WHAT IS EXPECTED
Exact reproduction of the listing is required. Pictures are not reproduced.

RECORDS TO USE
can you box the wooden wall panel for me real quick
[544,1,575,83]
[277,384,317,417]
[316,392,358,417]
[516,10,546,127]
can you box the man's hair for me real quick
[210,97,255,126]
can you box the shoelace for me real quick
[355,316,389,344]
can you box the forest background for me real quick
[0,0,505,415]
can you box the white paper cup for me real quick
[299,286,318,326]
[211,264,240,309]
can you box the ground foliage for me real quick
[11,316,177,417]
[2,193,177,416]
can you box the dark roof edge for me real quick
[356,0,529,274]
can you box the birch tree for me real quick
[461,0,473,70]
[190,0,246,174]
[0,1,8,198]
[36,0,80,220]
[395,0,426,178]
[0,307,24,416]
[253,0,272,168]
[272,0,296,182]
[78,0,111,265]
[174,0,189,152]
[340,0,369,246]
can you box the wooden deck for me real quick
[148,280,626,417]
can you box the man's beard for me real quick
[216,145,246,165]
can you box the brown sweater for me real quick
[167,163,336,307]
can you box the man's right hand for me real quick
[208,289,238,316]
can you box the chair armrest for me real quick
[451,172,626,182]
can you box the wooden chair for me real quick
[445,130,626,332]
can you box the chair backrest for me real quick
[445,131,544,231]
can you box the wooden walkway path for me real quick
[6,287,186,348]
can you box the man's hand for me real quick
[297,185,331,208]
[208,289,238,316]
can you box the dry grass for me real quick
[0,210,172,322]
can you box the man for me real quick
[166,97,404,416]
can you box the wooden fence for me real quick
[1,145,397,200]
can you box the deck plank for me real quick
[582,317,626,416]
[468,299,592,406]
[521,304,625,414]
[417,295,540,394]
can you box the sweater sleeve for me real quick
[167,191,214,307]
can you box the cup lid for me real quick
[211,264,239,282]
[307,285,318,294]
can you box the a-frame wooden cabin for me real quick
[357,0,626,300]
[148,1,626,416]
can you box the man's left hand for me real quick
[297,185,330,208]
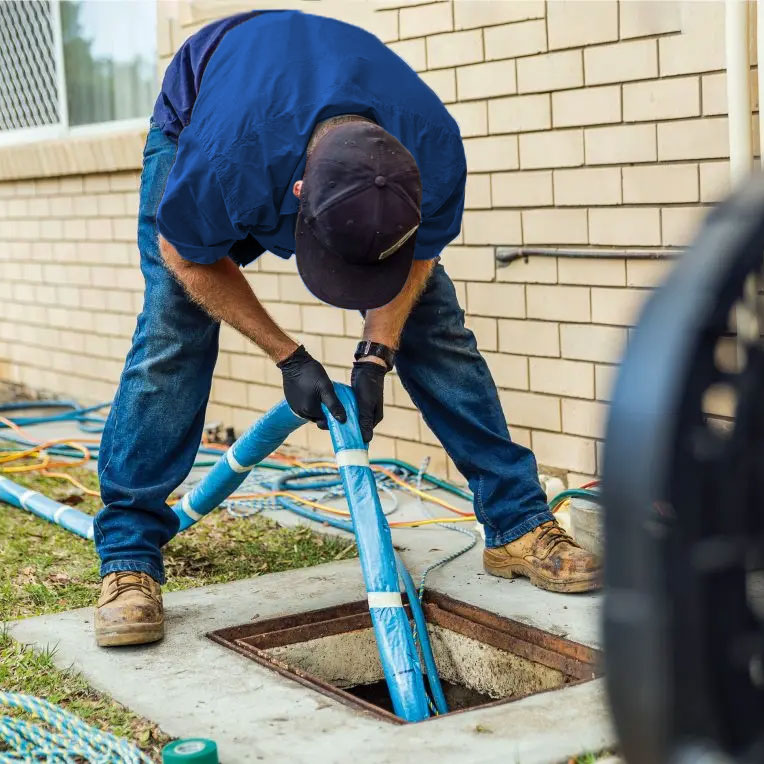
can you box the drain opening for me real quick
[348,678,494,714]
[208,591,602,723]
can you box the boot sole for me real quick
[96,621,164,647]
[484,560,601,594]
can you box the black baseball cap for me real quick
[295,121,422,310]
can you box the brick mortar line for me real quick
[1,332,629,365]
[425,30,694,73]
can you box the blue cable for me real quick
[396,555,449,714]
[0,400,110,433]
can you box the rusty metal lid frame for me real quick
[207,591,602,725]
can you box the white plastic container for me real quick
[570,497,602,556]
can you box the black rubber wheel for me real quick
[603,176,764,764]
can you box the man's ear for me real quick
[293,180,303,198]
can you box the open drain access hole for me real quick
[208,591,602,723]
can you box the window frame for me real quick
[0,0,155,147]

TASK SOLUTION
can you box the wooden wall panel for me real quick
[544,1,575,83]
[277,384,317,417]
[316,392,358,417]
[516,10,546,127]
can you box the man's hair for me real quick
[210,97,255,126]
can you box the shoelace for me real quick
[355,316,389,344]
can you box the forest background for me real quick
[0,0,505,415]
can you box the white paper cup for me real quick
[299,286,318,326]
[211,264,240,309]
can you box the ground foliage for me real quick
[11,316,177,417]
[2,193,177,416]
can you box the dark roof edge for me real quick
[356,0,529,274]
can you box the birch tree for me real quick
[461,0,473,70]
[190,0,246,174]
[0,1,8,198]
[36,0,80,220]
[395,0,426,178]
[0,307,24,416]
[253,0,272,168]
[272,0,296,182]
[78,0,111,265]
[174,0,189,152]
[340,0,369,246]
can you box the wooden deck for me real quick
[148,280,626,417]
can you box the man's beard for me real quick
[216,145,246,165]
can you box the brown sweater for me real quick
[167,163,336,307]
can you box the man's right hand for me real quick
[208,289,238,316]
can you box the chair armrest for me real quick
[451,172,626,182]
can you box the wooden chair for me real quick
[445,130,626,332]
can you box the chair backrest for me real quick
[445,131,544,231]
can you box the wooden walkway path for me real quick
[6,287,186,348]
can you box the man's hand for me real quick
[297,185,331,208]
[208,289,238,316]
can you box the dry grass for me real quick
[0,210,172,322]
can you box the man for me real quick
[166,97,404,416]
can you box the wooden fence for me real quick
[1,145,397,200]
can you box the deck plank for me real quick
[582,317,626,416]
[468,299,592,406]
[521,304,625,414]
[417,295,540,394]
can you box the sweater sleeve for me real quick
[167,191,214,307]
can you box the cup lid for me real quick
[211,264,239,282]
[307,285,318,294]
can you box the a-frame wooden cabin for me real quick
[357,0,626,300]
[148,1,626,416]
can you box the man's left hand for me real quick
[297,185,330,208]
can you box the drain opening for me real quick
[348,678,494,714]
[208,591,602,723]
can you box the boot sole for me real quick
[96,621,164,647]
[484,560,601,594]
can you box the black baseball cap for me real quick
[295,121,422,310]
can you box the brick mortar line for me real quick
[1,332,629,365]
[425,30,694,73]
can you box the blue cable for me real quick
[396,555,449,714]
[0,400,110,433]
can you box the rusty metal lid frame for me real quick
[207,591,602,725]
can you box the white plastic container for me real quick
[570,497,602,556]
can you box the black rubber wheel for me real quick
[603,176,764,764]
can you box the man's ear for me real quick
[293,180,303,198]
can you box the open drain access hole for me real quick
[208,591,602,723]
can you box the window frame for me real quick
[0,0,155,147]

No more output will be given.